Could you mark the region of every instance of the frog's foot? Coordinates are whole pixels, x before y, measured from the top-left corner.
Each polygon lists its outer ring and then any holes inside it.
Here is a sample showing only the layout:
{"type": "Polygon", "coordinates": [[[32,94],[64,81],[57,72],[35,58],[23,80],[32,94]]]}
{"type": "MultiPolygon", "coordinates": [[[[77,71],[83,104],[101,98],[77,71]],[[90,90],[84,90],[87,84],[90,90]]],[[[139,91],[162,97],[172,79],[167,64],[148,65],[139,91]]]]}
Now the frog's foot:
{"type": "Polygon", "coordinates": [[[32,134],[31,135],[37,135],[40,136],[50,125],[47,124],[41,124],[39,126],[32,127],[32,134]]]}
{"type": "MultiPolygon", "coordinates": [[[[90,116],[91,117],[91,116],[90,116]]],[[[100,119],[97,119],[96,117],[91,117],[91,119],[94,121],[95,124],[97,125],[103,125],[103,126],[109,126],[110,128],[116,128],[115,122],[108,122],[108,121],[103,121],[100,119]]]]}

########

- [The task]:
Revise the records so that "frog's foot" reads "frog's toe" wherever it occurs, with every other character left unchanged.

- [Final answer]:
Could you mark the region of every instance of the frog's toe? Coordinates are whole pixels, x before y, measured from the top-left corner.
Each polygon lists its outer ring and then any holes inside it.
Here is a sample showing only the layout:
{"type": "Polygon", "coordinates": [[[32,94],[64,81],[57,72],[35,58],[23,80],[32,94]]]}
{"type": "MultiPolygon", "coordinates": [[[[77,71],[83,104],[101,98],[77,71]],[[90,90],[84,90],[87,84],[90,90]]],[[[139,91],[162,97],[172,79],[167,64],[148,65],[139,91]]]]}
Now the frog's toe:
{"type": "Polygon", "coordinates": [[[32,134],[31,135],[37,135],[40,136],[50,125],[47,124],[41,124],[39,126],[32,127],[32,134]]]}
{"type": "MultiPolygon", "coordinates": [[[[90,116],[91,117],[91,116],[90,116]]],[[[100,119],[97,119],[96,117],[91,117],[91,119],[94,121],[95,124],[97,125],[103,125],[103,126],[109,126],[110,128],[116,128],[115,122],[108,122],[108,121],[103,121],[100,119]]]]}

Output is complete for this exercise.